> Selected extract
• • • •

The cause of polymicrogyria is unclear. It is currently classified as resulting from abnormalities during late neuronal migration or early cortical organization of fetal development. Evidence for both genetic and non-genetic causes exists. Polymicrogyria appears to occur around the time of neuronal migration or early cortical development. Non-genetic causes include defects in placental oxygenation and in association with congenital infections, particularly cytomegalovirus.

An association with the gene WDR62 has been identified.

Ionizing radiation is classified as a neurotoxicant. A 2004 cohort study concluded that irradiation of the brain with dose levels overlapping those imparted by computed tomography can, in at least some instances, adversely affect intellectual development. Prenatal exposure to ionizing radiation at the 8-15 and 16–25 weeks after ovulation was found to induce severe mental retardation as well as variation in intelligence quotient (IQ) and school performance. It is uncertain, if there exist a threshold, under which one or more of these effects, of prenatal exposure to ionizing radiation, do not exist. Cumulative equivalent doses above 500 mSv of ionizing radiation to the head were proven with epidemiological evidences to cause cerebro-vascular atherosclerotic damage. The equivalent dose of 500 mGy x-rays is 500 mSv.

• • • •

> Instructions
A. According to the polymicrogyria passage, which congenital infection is specifically named as a non-genetic cause?
B. Retype the portion of the polymicrogyria passage starting at "The cause of" and ending at "infections, particularly cytomegalovirus.".
C. Continue the polymicrogyria passage from its final sentence.
The listing comes from a separate source unrelated to the polymicrogyria passage.

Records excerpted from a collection

• • • •

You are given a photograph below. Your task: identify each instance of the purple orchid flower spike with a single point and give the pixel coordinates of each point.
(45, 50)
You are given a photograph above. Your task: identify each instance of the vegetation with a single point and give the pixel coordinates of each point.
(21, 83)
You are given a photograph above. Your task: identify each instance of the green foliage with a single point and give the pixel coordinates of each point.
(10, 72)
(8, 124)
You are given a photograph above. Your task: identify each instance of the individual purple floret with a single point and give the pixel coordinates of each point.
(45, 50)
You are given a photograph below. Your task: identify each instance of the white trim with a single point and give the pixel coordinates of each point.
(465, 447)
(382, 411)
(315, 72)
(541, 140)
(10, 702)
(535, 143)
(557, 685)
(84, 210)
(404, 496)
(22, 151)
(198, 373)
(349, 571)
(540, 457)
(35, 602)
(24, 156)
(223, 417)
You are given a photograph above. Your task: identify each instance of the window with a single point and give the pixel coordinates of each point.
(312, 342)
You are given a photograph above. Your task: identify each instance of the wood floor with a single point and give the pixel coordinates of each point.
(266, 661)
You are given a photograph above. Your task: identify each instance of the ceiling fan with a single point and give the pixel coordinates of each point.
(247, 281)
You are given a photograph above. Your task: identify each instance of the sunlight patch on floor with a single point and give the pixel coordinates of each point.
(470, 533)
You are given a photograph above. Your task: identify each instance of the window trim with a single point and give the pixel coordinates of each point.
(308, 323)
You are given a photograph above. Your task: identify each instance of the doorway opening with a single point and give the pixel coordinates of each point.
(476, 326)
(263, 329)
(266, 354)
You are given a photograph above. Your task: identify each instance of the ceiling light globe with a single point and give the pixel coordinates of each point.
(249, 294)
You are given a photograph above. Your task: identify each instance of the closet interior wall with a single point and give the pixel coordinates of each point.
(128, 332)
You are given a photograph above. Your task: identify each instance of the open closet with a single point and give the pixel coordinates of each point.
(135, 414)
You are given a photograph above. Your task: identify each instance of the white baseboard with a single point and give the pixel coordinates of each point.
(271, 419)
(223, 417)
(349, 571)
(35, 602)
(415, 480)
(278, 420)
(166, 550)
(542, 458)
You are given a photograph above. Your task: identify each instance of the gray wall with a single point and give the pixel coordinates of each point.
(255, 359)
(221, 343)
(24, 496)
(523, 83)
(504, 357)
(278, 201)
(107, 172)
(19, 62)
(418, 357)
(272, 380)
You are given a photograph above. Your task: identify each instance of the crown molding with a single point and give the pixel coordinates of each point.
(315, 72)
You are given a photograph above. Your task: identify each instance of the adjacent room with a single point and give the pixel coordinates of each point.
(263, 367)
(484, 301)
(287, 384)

• • • •

> Per-task answers
A. Cytomegalovirus.

B.
The cause of polymicrogyria is unclear. It is currently classified as resulting from abnormalities during late neuronal migration or early cortical organization of fetal development. Evidence for both genetic and non-genetic causes exists. Polymicrogyria appears to occur around the time of neuronal migration or early cortical development. Non-genetic causes include defects in placental oxygenation and in association with congenital infections, particularly cytomegalovirus.

C.
Radiation therapy was found to cause cognitive decline. Cognitive decline was especially apparent in young children, between the ages of 5 to 11. Studies found, for example, that the IQ of 5-year-old children declined each year after treatment by additional several IQ points, thereby the child's IQ decreased and decreased while growing older.

Because pachygyria is a structural defect no treatments are currently available other than symptomatic treatments, especially for associated seizures. Another common treatment is a gastrostomy (insertion of a feeding tube) to reduce possible poor nutrition and repeated aspiration pneumonia.

In the developing brain, neural stem cells must migrate from the areas where they are born to the areas where they will settle into their proper neural circuits. Neuronal migration, which occurs as early as the second month of gestation, is controlled by a complex assortment of chemical guides and signals. When these signals are absent or incorrect, neurons do not end up where they belong. This can result in structurally abnormal or missing areas of the brain in the cerebral hemispheres, cerebellum, brainstem, or hippocampus.

Several genetic abnormalities in children with NMDs have been identified. Defects in genes that are involved in neuronal migration have been associated with NMDs, but the role they play in the development of these disorders is not yet well understood.

A study in Sweden investigated the impact of environmental factors on NMDs. The study indicated that there might be an impact of low or subnormal maternal BMI before and during pregnancy, maternal infection, such as rubella, and maternal smoking on fetal brain development, including neuronal migration. The roles of maternal BMI and congenital infections should be tested in future analytical studies.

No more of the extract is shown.